• **Work instruction**: In the data that follows, count every line holding the string "Output" and give the count alone.

= = =

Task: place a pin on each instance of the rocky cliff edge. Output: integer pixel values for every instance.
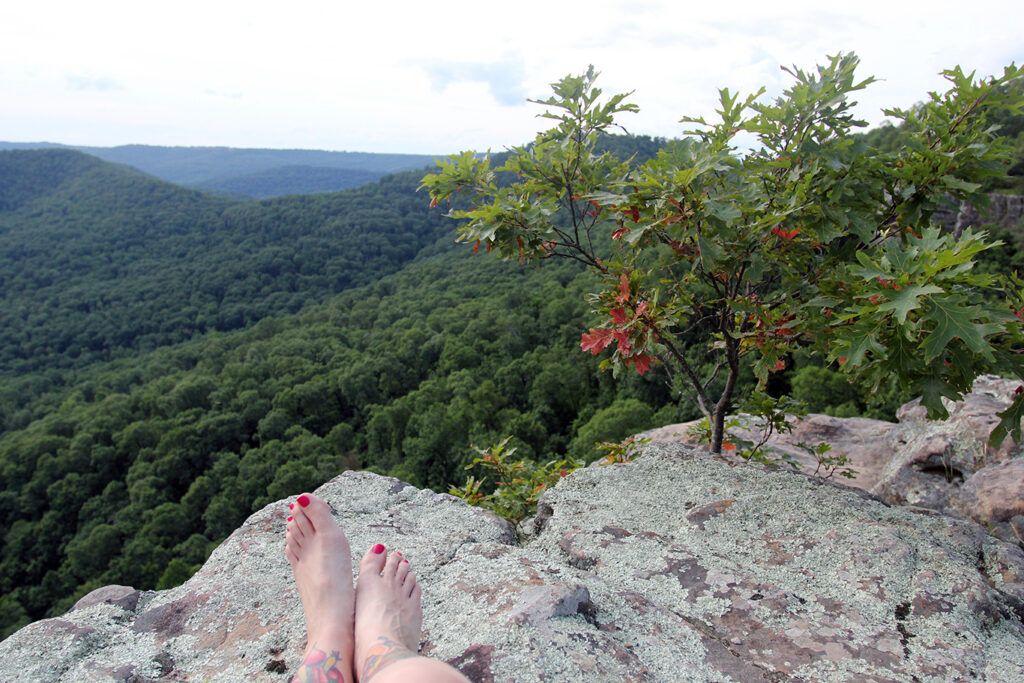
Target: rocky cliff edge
(678, 566)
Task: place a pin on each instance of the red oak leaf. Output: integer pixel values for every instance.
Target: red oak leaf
(624, 345)
(596, 340)
(785, 235)
(642, 363)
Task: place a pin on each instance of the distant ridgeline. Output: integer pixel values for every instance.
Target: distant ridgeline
(98, 260)
(247, 173)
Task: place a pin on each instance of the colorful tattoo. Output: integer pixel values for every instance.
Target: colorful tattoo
(381, 655)
(318, 667)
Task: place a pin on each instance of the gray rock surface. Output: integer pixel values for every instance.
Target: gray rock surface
(678, 566)
(1003, 210)
(946, 465)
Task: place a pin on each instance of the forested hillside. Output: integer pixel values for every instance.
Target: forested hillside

= = =

• **Task solution**: 6